▸ **Задание 1**:
Перепишите часть отрывка о военном детстве от слов «Мы остались на» до слов «на всю жизнь.» включительно, заменив «на даче» на «за городом».
▸ **Задание 2**:
Переведите на английский язык предложение из отрывка о военном детстве: «Бомба попала в дом напротив вокзала, на противоположной стороне площади».

---------- Исходный отрывок

Еще перед началом войны нас в поселке заставляли рыть щели – подземные помещения, иными словами, земляные углубления, а сверху два или три наката бревен на случай бомбардировки. Считалось, что надо прятаться в эти щели. И действительно, теперь с юго-востока над нами постоянно пролетали немецкие бомбардировщики, потому что мы жили на 42-м километре по Казанской дороге от Москвы. С этой стороны, видимо, зениток не было или было совсем мало, во всяком случае, никто по ним не стрелял. Самолеты летели над нами, но у нас им бомбить было нечего, хотя именно здесь образовался знаменитый Жуковский аэродром. Но это позднее, а тогда немецкие самолеты пролетали над нами, а потом над Москвой появлялось зарево и слышалась стрельба пушек. Понятно, там уже их встречали боем, и это было серьезно.
Мы остались на даче, возникли трудности с продовольствием. И вот мама по случаю купила живую курицу. Это было невероятное событие, ведь нужно было ей отрубить голову! Мама позвала кого-то из местных. Помню этот момент очень ясно. Курица без головы полетела и летала довольно долго. Это меня тогда потрясло настолько, что запомнилось на всю жизнь.
В Москву мы вернулись осенью. Приехали с дачи на Павелецкий вокзал. Как только вышли из вагона, началась бомбежка. Бомба попала в дом напротив вокзала, на противоположной стороне площади. Все сразу легли на землю. Взрыв, грохот, дом рушится. Все это видно отчетливо. И мама говорит мне: «Не бойся, не бойся, не бойся. Сейчас вторая бомбочка будет». Так мне эта фраза и запомнилась. Но второй бомбы так и не последовало, и мы пошли домой. Квартира наша находилась на Зацепе, недалеко от вокзала.

--------------------
---------- Исходные записи

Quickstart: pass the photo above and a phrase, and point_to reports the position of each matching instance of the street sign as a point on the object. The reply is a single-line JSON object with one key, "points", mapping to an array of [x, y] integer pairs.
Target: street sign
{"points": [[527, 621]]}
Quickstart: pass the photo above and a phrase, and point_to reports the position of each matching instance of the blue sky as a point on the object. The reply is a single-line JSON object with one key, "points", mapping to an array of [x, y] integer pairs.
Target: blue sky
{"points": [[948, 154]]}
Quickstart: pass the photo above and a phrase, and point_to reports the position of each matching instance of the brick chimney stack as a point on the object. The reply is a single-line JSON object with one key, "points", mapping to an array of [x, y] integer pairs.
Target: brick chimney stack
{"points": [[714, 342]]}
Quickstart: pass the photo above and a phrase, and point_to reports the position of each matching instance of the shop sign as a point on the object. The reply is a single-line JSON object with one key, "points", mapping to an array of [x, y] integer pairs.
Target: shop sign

--------------------

▸ **Результат выполнения 1**:
Мы остались за городом, возникли трудности с продовольствием. И вот мама по случаю купила живую курицу. Это было невероятное событие, ведь нужно было ей отрубить голову! Мама позвала кого-то из местных. Помню этот момент очень ясно. Курица без головы полетела и летала довольно долго. Это меня тогда потрясло настолько, что запомнилось на всю жизнь.

▸ **Результат выполнения 2**:
A bomb hit the building opposite the station, on the other side of the square.